#### Reading text:
:::::

Big Idea #1: Pivot our energy economy towards the future

What happens when the world starts moving away from the very things that drive our economy? That’s the central economic policy question facing Albertans, today.

If a candidate or party isn’t willing to acknowledge that we are in the midst of a global energy transition – and if they don’t have a clear strategy for maintaining our prosperity in a rapidly changing world – then they should be judged unfit to govern at this critical juncture in our province’s history.

Working Albertans are justifiable anxious about the change that’s unfolding around them. They understand that they’re likely to be the first to suffer the consequences of delay and denial. The prospect of Alberta turning into a northern rust belt is very real under the UCP’s leadership. But it doesn’t have to be that way. A better future is possible – and Alberta’s NDP can lead the way!

We can’t allow Alberta to be left behind

Gil believes that economic policy in Alberta in 2024 needs to be built on five foundational tenets:

  1. The global energy transition is real. Denial is not an option.
  2. We don’t get to choose the change – it’s happening whether we like it or not. But we can choose how to respond to it.
  3. Planning for an economic future that looks different than our past is better than sticking our heads in the sand.
  4. Pivoting the Alberta economy towards opportunities in a lower-carbon future isn’t just an environmental imperative, it’s an economic imperative, as well.
  5. Our economy, including our oil and gas sector, has a bright future – but only if we play our cards right. If we don’t, we run the risk of being left behind as the world moves forward.

Re-learn the lessons of Lougheed

Through their actions and policies – most notably their outrageous approach to renewable energy development – Premier Danielle Smith and the UCP have proven that they are unfit to set the economic course for our province in the midst of the unfolding global energy transition.

What Alberta needs right now is another Lougheed. In the 1970s, Premier Peter Lougheed saw that Alberta was running out of conventional oil and gas – and he used the tools of government to pivot the Alberta economy towards new opportunities.

Specifically, he used a mix of regulation, publicly-funded research, publicly-financed investment incentives and outright public ownership to create two industries that have driven our prosperity for 50 years: petrochemicals and the oil sands.

As we face another, arguable bigger, paradigm shift in the global economy, we need to re-learn the lessons of Lougheed and use government-led industrial policy to pivot the Alberta towards the many new and exciting opportunities inherent in the lower-carbon economy.

In the same way that Lougheed understood that the change Alberta needed in the 70s would not happen if he simply “let the market decide,” we have to acknowledge that the change we need today won’t happen without a big push from a progressive and visionary government acting in the public interest.

We built economic juggernauts before – we can do it again

Albertans are justifiably proud of the economy we’ve built around our collectively-owned oil and gas resources.

The oil sands, in particular, is the biggest industrial project in the history of our country – and its development by Alberta workers, scientists, engineers and businesspeople has brought us unprecedented prosperity in the form of jobs, wages, profits and government revenue.

:::::

#### Supplied information:
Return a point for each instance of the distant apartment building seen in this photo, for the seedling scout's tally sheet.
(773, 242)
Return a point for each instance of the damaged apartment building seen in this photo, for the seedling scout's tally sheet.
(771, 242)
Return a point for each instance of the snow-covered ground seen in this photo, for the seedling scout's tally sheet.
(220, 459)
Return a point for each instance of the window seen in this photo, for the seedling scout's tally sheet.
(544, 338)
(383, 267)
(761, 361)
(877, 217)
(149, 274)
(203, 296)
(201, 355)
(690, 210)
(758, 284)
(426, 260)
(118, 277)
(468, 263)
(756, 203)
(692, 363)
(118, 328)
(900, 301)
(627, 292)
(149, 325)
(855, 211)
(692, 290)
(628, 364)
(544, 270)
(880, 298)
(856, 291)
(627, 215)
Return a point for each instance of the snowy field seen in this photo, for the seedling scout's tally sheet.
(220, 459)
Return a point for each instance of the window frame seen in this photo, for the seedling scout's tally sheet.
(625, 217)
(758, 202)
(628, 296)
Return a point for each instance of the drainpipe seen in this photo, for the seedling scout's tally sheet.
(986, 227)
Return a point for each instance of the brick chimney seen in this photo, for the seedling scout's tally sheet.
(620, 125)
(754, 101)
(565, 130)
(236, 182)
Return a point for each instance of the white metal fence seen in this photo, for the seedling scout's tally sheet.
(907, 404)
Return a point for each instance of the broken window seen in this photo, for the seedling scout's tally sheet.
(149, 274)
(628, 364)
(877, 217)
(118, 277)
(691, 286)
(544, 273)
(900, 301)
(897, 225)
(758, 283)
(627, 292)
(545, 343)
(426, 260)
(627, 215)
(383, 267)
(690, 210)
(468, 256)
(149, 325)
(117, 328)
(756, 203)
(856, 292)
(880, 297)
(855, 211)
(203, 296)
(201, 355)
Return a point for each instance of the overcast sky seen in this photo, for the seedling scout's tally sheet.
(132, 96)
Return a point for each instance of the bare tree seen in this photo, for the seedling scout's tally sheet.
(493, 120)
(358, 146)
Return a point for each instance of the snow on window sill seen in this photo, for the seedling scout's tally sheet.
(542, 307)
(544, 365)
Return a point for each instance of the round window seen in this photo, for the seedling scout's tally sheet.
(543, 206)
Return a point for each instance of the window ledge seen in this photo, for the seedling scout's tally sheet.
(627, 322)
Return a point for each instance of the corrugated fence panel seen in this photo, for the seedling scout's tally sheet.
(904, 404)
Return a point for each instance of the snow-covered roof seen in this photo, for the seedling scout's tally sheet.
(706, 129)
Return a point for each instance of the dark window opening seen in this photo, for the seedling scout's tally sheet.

:::::

#### Directives:
A. According to the text on Alberta's energy economy, which two industries did Peter Lougheed's policies create?
B. Extend the text on Alberta's energy economy, starting after its last sentence.

#### Expected answers:
A. Petrochemicals and the oil sands.

B.
But, in the same way that economic changes within and beyond our borders forced Lougheed and Albertans of his generation to pivot towards the oil sands and petrochemical, change at the global level requires us to pivot towards new opportunities … or run the risk of being left behind.

The good news is that Albertans have the skills and drive necessary to pivot and seize these new opportunities. We’ve built economic juggernauts before – we can do it again. 

Skate to Where the Puck is Going

As a prominent advocate for Alberta workers, Gil McGowan has spent more than a decade thinking deeply about the global energy transition and what it means for ordinary Albertans. He has concluded that diversification must become the top economic priority for the Alberta government. 

Gil’s views about diversification within and beyond our oil and gas sector were laid out in the final report of the Notley-era Energy Diversification Advisory Committee (EDAC), which he co-chaired, and in a more recent economic blueprint, entitled “Skate to Where the Puck is Going,” which he helped draft with unions representing Albertans working in oil and gas, construction and manufacturing.

As hockey great Wayne Gretzky was fond of saying: success in life, as in hockey, requires us to “skate to where the puck in going, not where it has been.” Gil firmly believes that, when it comes to economic policy, it’s time for Alberta to skate to where the puck is going.

Think like owners – Gil’s plan for diversifying and strengthening Alberta’s energy economy

Gil has a ten-point plan for diversifying the Alberta economy, creating jobs and ensuring our continued prosperity in a changing world:

1. Think like owners

Lougheed famously urged Albertans to “think like owners.” We need to heed this advice and remember that we Albertans, not oil or gas companies, own our natural resources. We also need to start thinking about things like the sun, wind and water as public assets that need to be carefully stewarded in the interests of all Albertans. As the asset owners, we need to play a more active role in determining how those resources are developed and exploited. We also need to be unafraid of participating as equity partners in investments involving our collectively-owned assets. It’s the best way to ensure that we’re maximizing job creation; getting our fair share; and that development is being done in the broad public interest, as opposed to the narrow interests of private firms and corporations. As Lougheed reminded us, it’s not “socialism” when the real owners of important assets demand a piece of the action and a seat the table – it’s just good business.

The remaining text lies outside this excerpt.